Given data:
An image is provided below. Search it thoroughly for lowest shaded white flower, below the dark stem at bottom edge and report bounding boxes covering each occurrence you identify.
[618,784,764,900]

---

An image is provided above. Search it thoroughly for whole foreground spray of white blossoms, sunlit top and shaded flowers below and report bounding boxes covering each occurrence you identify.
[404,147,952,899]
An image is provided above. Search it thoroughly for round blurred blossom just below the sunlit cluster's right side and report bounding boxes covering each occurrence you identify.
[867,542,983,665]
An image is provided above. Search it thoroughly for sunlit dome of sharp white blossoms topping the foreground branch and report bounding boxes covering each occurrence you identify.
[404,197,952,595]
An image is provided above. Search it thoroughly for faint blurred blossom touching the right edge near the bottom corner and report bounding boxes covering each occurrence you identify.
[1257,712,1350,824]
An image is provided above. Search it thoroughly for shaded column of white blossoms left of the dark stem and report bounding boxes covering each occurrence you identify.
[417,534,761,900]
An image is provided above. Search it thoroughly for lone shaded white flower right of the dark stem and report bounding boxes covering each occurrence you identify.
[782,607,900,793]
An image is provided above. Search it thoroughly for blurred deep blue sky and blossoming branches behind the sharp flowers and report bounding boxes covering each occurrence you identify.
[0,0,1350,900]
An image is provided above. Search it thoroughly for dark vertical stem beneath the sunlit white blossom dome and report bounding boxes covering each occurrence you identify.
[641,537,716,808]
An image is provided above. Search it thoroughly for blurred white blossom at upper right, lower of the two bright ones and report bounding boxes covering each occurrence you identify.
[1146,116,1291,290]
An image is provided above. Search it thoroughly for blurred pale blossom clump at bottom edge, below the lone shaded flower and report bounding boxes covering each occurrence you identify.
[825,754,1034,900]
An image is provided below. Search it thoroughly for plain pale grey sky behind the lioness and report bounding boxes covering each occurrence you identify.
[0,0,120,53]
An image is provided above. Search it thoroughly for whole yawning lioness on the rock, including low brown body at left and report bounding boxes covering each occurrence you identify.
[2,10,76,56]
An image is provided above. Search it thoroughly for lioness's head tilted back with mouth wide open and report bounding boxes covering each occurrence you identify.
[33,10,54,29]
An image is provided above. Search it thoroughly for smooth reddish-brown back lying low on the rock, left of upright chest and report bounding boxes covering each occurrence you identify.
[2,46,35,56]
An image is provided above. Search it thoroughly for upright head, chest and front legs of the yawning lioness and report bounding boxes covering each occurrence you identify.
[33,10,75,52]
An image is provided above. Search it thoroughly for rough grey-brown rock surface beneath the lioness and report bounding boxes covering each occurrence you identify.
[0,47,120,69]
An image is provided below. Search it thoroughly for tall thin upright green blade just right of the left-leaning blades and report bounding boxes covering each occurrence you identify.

* * *

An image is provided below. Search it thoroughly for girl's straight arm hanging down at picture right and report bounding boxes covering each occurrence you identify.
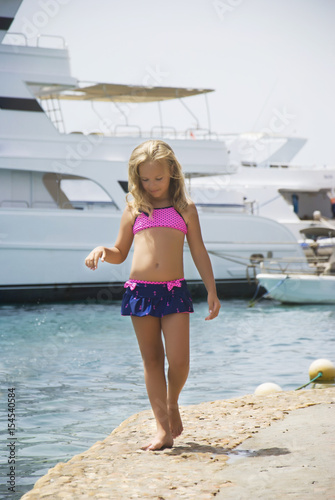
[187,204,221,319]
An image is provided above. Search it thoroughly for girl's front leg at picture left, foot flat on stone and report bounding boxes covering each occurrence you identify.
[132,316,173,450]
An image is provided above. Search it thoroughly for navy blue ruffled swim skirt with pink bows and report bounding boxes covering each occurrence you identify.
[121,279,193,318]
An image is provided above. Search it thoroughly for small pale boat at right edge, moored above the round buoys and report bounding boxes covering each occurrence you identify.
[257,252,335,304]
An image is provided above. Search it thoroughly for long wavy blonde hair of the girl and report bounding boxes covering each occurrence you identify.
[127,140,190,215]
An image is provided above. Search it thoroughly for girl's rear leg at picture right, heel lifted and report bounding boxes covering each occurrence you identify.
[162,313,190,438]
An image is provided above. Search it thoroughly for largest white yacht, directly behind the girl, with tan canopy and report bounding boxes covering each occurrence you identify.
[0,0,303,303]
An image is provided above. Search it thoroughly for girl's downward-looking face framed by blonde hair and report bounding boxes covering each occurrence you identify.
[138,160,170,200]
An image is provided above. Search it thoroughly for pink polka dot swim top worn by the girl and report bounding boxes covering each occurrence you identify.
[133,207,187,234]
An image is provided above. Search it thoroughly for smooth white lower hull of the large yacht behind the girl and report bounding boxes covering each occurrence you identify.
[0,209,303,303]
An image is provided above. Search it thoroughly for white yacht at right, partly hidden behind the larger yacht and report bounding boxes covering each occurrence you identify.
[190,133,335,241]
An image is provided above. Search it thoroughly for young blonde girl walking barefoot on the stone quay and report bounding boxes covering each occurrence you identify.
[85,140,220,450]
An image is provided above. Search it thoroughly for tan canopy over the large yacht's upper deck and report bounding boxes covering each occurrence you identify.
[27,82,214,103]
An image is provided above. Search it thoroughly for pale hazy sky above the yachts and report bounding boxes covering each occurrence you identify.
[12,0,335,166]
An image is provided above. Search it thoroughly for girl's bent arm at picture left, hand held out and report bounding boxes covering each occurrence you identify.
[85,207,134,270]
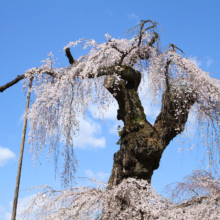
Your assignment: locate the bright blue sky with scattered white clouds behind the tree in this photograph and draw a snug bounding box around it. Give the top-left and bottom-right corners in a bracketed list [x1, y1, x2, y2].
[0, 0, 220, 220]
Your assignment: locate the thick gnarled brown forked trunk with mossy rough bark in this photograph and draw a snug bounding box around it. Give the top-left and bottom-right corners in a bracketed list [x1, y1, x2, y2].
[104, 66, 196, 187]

The task: Of the lines above, retype only those from the line containing "An image is provided above. Search it thoroughly for upright" through the line containing "An image is provided below. Search it thoroughly for tall", including both, exactly.

Finished task:
An image is provided above. Search it thoroughly for upright head, chest and front legs of the yawning lioness and report bounding boxes covering each occurrence you identify.
[33,10,75,52]
An image is provided above. Search it thoroughly for rough grey-brown rock surface beneath the lioness and report bounding boxes covering each occurrence you identify.
[0,47,120,69]
An image is provided below. Search it thoroughly for tall thin upright green blade just right of the left-leaning blades and report bounding boxes covering each occurrence you identify.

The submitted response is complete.